## Begin

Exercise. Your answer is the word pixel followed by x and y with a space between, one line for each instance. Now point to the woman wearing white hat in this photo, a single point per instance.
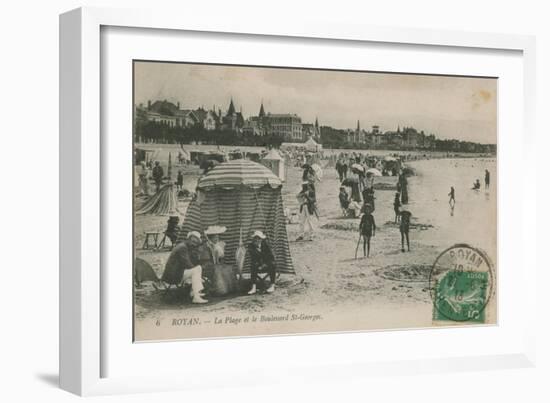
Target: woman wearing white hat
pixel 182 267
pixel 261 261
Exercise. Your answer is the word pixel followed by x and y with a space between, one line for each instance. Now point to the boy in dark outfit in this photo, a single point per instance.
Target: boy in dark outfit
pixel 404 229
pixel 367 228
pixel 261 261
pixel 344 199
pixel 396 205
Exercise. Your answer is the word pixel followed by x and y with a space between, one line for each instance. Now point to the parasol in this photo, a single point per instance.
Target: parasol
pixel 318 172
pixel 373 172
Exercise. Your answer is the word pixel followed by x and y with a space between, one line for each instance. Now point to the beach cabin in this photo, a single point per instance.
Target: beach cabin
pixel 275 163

## End
## Begin

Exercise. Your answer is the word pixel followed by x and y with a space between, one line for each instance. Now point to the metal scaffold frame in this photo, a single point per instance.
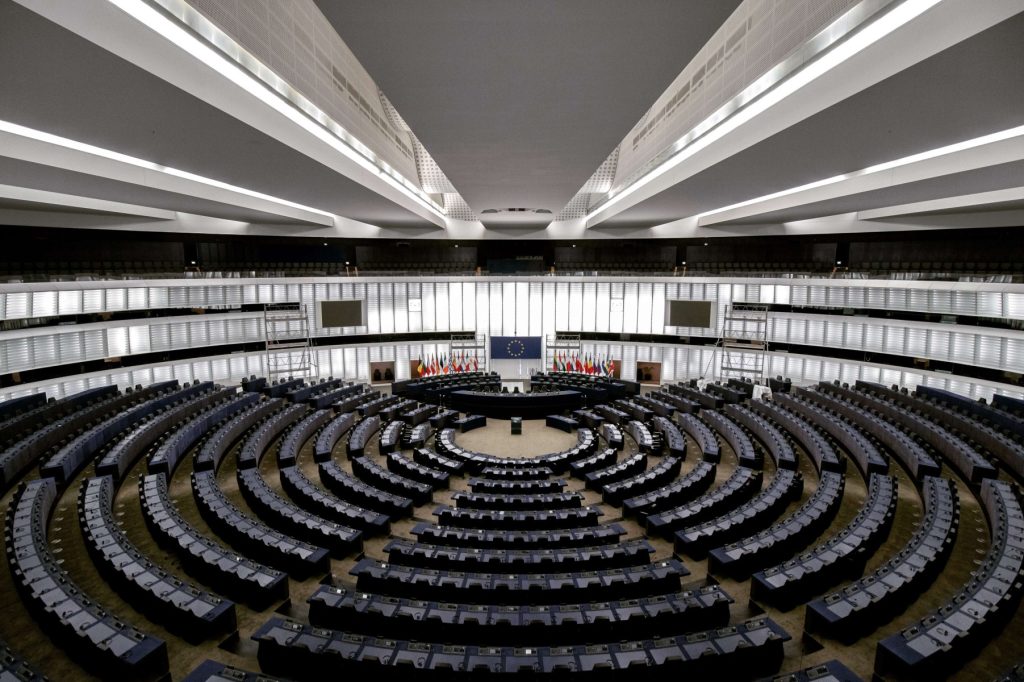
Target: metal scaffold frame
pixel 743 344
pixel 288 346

## End
## Begin

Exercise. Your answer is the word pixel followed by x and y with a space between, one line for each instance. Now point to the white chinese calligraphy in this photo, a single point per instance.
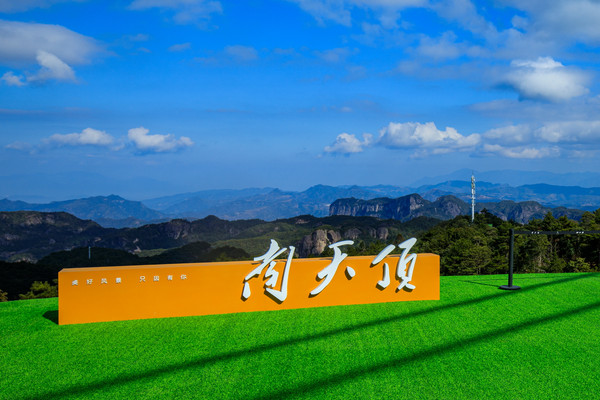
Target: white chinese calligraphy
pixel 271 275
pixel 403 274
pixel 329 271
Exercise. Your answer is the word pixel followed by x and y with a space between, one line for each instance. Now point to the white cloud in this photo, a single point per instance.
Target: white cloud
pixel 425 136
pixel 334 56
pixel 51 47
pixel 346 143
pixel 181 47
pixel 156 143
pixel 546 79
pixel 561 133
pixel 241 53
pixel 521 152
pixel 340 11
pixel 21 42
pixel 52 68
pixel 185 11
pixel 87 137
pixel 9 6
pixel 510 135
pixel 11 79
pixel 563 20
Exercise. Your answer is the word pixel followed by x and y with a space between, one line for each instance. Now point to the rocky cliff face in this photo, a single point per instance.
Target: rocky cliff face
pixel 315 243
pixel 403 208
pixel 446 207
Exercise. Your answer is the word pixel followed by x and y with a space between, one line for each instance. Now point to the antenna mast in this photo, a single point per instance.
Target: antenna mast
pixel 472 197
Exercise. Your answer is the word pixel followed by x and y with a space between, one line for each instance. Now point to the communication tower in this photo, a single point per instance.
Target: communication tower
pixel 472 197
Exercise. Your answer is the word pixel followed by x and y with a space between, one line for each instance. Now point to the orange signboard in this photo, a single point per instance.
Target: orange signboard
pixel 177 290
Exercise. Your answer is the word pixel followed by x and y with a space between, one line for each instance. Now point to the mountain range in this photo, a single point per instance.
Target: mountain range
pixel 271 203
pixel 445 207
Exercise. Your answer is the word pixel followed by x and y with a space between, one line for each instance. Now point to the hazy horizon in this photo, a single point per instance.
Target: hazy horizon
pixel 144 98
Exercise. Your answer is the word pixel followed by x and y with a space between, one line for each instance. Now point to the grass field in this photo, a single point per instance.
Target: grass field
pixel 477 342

## End

STATED TASK:
Copy out the listing word for word, starting at the line that contains "to the parasol" and ending at the line that contains "pixel 275 163", including both of those lines.

WRITTEN ANSWER:
Exercise. Your answer is the word pixel followed by x and y with a space between, one line for each instance. Now point to the parasol in this photo, a single point per instance.
Target: parasol
pixel 318 172
pixel 373 172
Exercise. Your answer is the word pixel followed by x and y with a space between, one line for each instance. Now point to the beach cabin in this photo, a single point per instance.
Target: beach cabin
pixel 275 163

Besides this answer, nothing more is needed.